● **PROMPT**
Please identify each line in the items below that contains the string "white" and copy those lines out in full. The match is case-sensitive.

● **RAW RECORDS**

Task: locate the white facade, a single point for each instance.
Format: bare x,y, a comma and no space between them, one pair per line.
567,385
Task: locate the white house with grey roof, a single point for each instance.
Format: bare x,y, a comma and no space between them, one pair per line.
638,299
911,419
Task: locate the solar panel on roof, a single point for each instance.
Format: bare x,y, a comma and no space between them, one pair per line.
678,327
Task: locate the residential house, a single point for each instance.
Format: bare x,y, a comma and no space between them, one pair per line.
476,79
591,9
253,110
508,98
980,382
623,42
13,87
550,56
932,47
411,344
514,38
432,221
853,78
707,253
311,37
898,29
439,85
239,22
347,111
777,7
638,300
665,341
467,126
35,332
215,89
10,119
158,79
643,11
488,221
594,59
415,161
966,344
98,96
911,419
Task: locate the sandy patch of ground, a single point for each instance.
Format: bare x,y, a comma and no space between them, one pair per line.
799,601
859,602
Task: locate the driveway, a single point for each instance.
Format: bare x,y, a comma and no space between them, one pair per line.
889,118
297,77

==

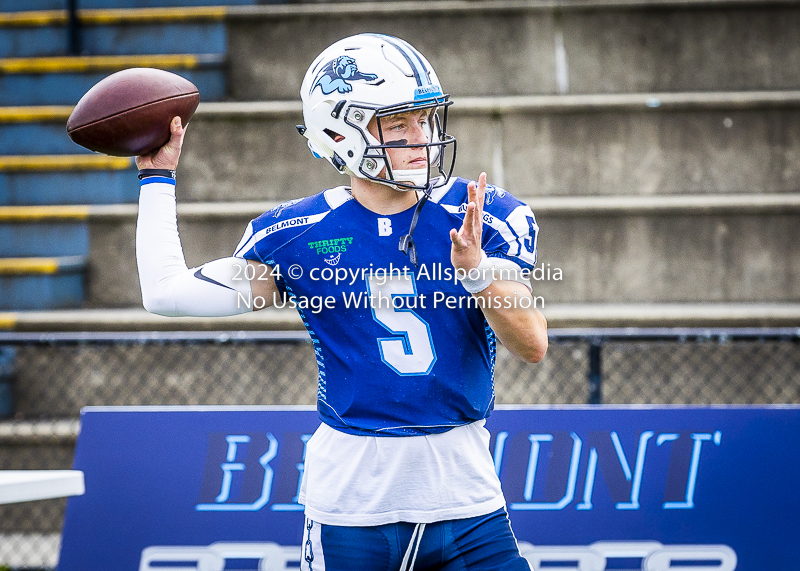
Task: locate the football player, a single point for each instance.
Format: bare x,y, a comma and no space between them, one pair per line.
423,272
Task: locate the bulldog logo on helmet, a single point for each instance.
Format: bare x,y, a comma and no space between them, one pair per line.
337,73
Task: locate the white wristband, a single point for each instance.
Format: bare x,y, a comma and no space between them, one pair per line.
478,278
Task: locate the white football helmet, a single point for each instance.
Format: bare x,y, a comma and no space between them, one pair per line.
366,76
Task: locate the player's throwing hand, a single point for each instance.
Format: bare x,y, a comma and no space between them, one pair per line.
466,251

● **THE OUTPUT**
Task: locate the white facade, a single point for each instance.
Task: locate the white house with grey roof, a single point for each instance.
Task: locate the white wristband, a single point for each instance.
Task: locate the white football helmet, a single point for each instance.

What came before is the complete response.